Content starts

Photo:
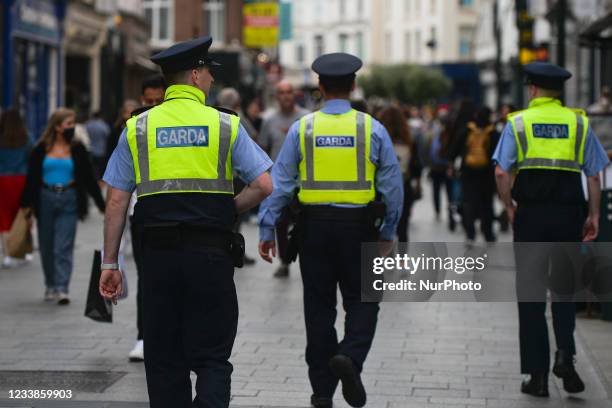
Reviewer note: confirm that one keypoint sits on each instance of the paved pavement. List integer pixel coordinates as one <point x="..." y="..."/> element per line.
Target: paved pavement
<point x="424" y="355"/>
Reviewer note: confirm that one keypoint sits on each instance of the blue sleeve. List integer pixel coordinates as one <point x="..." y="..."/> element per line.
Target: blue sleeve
<point x="285" y="173"/>
<point x="248" y="159"/>
<point x="506" y="151"/>
<point x="120" y="168"/>
<point x="595" y="157"/>
<point x="389" y="182"/>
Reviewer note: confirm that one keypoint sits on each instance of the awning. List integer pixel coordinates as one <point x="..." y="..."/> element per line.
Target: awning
<point x="598" y="33"/>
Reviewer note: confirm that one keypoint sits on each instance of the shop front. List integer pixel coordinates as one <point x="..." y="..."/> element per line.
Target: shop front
<point x="32" y="62"/>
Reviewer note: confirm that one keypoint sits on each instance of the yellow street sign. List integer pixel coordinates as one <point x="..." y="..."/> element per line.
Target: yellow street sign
<point x="260" y="28"/>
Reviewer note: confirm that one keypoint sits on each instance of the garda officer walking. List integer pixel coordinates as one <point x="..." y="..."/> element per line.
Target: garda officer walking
<point x="339" y="159"/>
<point x="550" y="145"/>
<point x="180" y="157"/>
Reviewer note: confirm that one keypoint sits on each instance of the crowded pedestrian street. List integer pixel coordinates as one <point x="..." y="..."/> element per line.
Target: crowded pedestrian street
<point x="424" y="354"/>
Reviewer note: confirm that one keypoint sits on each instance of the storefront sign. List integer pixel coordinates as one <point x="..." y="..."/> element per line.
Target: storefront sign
<point x="36" y="19"/>
<point x="260" y="24"/>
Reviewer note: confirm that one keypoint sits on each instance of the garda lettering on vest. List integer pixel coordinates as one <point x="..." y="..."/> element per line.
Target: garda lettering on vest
<point x="182" y="136"/>
<point x="335" y="141"/>
<point x="550" y="131"/>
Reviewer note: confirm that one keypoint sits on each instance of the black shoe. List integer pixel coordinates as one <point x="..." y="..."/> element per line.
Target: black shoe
<point x="536" y="386"/>
<point x="352" y="387"/>
<point x="564" y="369"/>
<point x="282" y="271"/>
<point x="321" y="402"/>
<point x="248" y="260"/>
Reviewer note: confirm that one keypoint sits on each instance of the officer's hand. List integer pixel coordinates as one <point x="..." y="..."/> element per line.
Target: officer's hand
<point x="511" y="211"/>
<point x="111" y="284"/>
<point x="265" y="248"/>
<point x="385" y="247"/>
<point x="590" y="229"/>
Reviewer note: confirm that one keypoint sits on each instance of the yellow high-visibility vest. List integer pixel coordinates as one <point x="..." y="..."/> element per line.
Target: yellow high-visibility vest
<point x="182" y="146"/>
<point x="335" y="165"/>
<point x="549" y="136"/>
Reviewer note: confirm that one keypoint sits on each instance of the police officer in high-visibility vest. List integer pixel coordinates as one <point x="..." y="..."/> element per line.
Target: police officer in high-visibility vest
<point x="180" y="156"/>
<point x="340" y="160"/>
<point x="550" y="146"/>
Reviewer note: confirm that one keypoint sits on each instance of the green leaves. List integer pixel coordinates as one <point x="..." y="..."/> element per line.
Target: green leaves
<point x="410" y="84"/>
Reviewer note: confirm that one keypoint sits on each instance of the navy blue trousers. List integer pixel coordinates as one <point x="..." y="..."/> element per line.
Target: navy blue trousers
<point x="545" y="223"/>
<point x="190" y="322"/>
<point x="330" y="259"/>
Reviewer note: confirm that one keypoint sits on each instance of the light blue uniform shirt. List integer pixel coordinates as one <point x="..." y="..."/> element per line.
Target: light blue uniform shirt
<point x="595" y="157"/>
<point x="285" y="176"/>
<point x="248" y="160"/>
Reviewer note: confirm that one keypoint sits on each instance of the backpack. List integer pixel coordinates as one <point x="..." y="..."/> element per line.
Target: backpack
<point x="478" y="144"/>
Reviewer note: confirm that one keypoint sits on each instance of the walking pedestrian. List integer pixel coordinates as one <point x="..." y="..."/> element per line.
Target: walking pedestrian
<point x="393" y="119"/>
<point x="271" y="138"/>
<point x="339" y="158"/>
<point x="475" y="146"/>
<point x="551" y="146"/>
<point x="180" y="157"/>
<point x="59" y="178"/>
<point x="438" y="171"/>
<point x="14" y="150"/>
<point x="99" y="132"/>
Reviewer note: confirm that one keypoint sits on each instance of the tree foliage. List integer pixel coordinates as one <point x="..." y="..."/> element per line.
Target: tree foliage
<point x="406" y="83"/>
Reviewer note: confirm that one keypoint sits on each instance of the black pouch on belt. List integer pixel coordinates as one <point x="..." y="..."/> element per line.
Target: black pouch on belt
<point x="238" y="250"/>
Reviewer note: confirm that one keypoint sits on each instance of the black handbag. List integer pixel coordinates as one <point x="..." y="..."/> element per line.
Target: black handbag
<point x="97" y="308"/>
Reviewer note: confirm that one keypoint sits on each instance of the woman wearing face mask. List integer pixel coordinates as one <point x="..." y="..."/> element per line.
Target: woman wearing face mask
<point x="60" y="176"/>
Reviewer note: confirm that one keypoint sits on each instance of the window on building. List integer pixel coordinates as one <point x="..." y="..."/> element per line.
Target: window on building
<point x="319" y="46"/>
<point x="214" y="19"/>
<point x="466" y="42"/>
<point x="388" y="9"/>
<point x="359" y="45"/>
<point x="159" y="14"/>
<point x="343" y="42"/>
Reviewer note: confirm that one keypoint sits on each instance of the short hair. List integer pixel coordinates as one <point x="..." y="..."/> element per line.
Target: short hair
<point x="550" y="93"/>
<point x="155" y="81"/>
<point x="337" y="85"/>
<point x="228" y="98"/>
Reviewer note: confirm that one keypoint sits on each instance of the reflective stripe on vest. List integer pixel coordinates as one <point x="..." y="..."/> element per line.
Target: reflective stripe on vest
<point x="548" y="163"/>
<point x="147" y="186"/>
<point x="325" y="191"/>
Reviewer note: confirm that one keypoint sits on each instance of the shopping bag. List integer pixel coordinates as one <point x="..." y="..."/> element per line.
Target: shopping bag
<point x="97" y="308"/>
<point x="19" y="240"/>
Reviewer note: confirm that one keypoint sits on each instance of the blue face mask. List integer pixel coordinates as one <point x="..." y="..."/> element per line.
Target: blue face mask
<point x="68" y="134"/>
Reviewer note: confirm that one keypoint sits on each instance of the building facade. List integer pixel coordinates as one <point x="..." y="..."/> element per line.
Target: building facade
<point x="422" y="32"/>
<point x="32" y="59"/>
<point x="324" y="26"/>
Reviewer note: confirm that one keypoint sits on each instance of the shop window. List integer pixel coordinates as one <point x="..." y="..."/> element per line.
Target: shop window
<point x="160" y="16"/>
<point x="214" y="20"/>
<point x="343" y="42"/>
<point x="359" y="45"/>
<point x="319" y="46"/>
<point x="466" y="42"/>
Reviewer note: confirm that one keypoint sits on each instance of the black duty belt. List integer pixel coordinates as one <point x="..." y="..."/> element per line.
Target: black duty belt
<point x="59" y="188"/>
<point x="327" y="212"/>
<point x="164" y="236"/>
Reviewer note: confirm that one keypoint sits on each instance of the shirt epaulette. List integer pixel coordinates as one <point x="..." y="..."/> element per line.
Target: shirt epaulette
<point x="225" y="110"/>
<point x="138" y="111"/>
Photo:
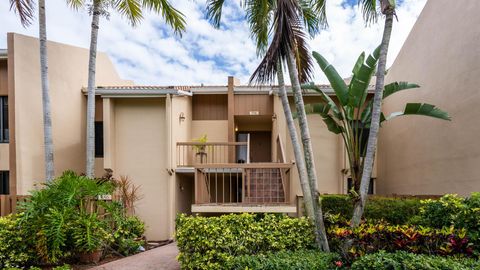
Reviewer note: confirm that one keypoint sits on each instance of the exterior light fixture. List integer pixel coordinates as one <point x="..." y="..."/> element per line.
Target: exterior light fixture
<point x="181" y="117"/>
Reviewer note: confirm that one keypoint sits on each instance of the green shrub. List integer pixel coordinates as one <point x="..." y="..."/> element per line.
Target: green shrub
<point x="15" y="251"/>
<point x="403" y="260"/>
<point x="288" y="260"/>
<point x="53" y="212"/>
<point x="451" y="210"/>
<point x="212" y="242"/>
<point x="126" y="231"/>
<point x="442" y="212"/>
<point x="392" y="210"/>
<point x="371" y="238"/>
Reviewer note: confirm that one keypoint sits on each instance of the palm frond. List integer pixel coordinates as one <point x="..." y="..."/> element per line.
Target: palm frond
<point x="421" y="109"/>
<point x="131" y="9"/>
<point x="259" y="19"/>
<point x="395" y="87"/>
<point x="314" y="15"/>
<point x="369" y="10"/>
<point x="214" y="12"/>
<point x="170" y="14"/>
<point x="75" y="4"/>
<point x="288" y="36"/>
<point x="24" y="9"/>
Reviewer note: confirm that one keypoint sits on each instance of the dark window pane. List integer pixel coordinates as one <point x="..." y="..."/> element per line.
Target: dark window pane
<point x="4" y="120"/>
<point x="4" y="182"/>
<point x="98" y="139"/>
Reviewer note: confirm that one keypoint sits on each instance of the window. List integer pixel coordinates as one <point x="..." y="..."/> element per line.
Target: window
<point x="4" y="182"/>
<point x="370" y="187"/>
<point x="98" y="139"/>
<point x="4" y="137"/>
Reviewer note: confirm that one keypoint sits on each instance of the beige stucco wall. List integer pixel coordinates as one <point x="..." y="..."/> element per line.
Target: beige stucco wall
<point x="216" y="130"/>
<point x="4" y="157"/>
<point x="140" y="153"/>
<point x="419" y="155"/>
<point x="68" y="68"/>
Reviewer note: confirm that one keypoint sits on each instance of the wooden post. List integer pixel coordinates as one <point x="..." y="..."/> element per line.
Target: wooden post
<point x="231" y="118"/>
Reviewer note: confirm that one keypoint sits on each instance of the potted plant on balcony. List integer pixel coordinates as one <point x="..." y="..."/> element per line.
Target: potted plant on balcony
<point x="201" y="147"/>
<point x="90" y="236"/>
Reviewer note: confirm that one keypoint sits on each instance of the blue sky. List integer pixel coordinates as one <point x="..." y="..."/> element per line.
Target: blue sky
<point x="151" y="54"/>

Content ends

§ **Work item**
Copy out each line of the data above, exactly, if it lies between the line holding "Target: walking pedestrian" and the line holding "the window on", inclusive; copy no other line.

§ **Result of the exercise**
Target: walking pedestrian
<point x="393" y="119"/>
<point x="271" y="138"/>
<point x="339" y="158"/>
<point x="475" y="146"/>
<point x="551" y="146"/>
<point x="180" y="157"/>
<point x="59" y="178"/>
<point x="438" y="171"/>
<point x="14" y="150"/>
<point x="99" y="132"/>
Reviewer note: confirm that one keypoint sits on each instance of the tree foliage. List integer pixel coordinates as one <point x="..." y="..."/> element per line.
Target: tree foliage
<point x="406" y="83"/>
Reviewer note: confirm that one keypoint sits on each instance of the black pouch on belt. List integer pixel coordinates as one <point x="..." y="..."/> element per line.
Target: black pouch on belt
<point x="238" y="250"/>
Reviewer note: confirm that one keypoint sits on each instance of the black handbag. List integer pixel coordinates as one <point x="..." y="..."/> element per line.
Target: black handbag
<point x="97" y="308"/>
Reviewer note: confirm that one keypoint sits on each instance of the woman wearing face mask. List integer pixel coordinates as one <point x="..." y="..."/> element per line.
Target: woman wearing face mask
<point x="60" y="176"/>
Reviewer note: confirm that one keypoint sits on each instance of the window on building. List integer pixel coordinates as one <point x="..." y="..."/> element per line.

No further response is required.